Soal yang Dikerjakan | Hitung jumlah baris pada butir data di bawah yang memuat kata "cheetah", dengan membedakan huruf besar dan kecil. Tuliskan angkanya saja.

Butir data |
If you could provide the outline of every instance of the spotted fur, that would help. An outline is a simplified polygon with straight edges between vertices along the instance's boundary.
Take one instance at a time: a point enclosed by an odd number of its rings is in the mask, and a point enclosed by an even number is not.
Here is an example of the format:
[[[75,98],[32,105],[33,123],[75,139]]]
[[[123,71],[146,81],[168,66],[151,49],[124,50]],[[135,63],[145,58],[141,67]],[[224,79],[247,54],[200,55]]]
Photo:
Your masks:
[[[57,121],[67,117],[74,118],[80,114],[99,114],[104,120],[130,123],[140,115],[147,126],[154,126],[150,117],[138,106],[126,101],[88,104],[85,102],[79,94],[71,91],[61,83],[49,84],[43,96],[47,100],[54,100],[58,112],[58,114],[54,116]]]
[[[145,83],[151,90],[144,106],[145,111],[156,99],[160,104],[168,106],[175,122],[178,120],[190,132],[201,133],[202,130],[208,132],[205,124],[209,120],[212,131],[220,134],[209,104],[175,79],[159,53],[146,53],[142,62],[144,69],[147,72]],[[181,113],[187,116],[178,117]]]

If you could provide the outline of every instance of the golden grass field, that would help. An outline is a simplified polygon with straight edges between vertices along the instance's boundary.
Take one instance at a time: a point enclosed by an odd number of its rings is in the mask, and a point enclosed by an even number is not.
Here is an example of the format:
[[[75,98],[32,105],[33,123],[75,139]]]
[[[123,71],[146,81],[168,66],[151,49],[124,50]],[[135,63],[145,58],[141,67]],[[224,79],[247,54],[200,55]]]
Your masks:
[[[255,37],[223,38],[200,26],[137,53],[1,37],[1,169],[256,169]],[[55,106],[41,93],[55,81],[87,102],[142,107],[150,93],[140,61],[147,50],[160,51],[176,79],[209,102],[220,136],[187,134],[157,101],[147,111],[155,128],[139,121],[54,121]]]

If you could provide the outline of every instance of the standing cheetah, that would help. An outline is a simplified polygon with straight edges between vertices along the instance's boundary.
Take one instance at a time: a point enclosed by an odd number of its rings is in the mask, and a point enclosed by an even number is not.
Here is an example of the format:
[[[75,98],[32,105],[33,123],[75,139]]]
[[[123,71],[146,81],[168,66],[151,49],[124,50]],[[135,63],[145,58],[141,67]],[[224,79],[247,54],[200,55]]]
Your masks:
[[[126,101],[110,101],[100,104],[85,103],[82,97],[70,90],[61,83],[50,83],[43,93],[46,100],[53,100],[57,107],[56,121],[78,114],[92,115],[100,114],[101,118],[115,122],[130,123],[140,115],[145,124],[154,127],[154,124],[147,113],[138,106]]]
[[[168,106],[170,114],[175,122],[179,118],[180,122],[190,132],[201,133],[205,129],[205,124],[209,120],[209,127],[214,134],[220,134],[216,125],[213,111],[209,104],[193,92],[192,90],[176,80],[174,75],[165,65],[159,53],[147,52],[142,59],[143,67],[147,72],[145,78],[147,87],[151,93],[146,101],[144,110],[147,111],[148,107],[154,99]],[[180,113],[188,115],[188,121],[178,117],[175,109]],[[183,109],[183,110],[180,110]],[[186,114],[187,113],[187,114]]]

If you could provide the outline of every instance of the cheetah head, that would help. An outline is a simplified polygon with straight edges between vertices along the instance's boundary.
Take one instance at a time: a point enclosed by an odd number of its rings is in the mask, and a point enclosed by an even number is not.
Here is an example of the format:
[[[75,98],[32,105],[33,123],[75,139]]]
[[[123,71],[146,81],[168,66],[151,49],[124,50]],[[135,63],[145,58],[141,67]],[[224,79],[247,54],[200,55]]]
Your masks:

Pembahasan Jawaban | 2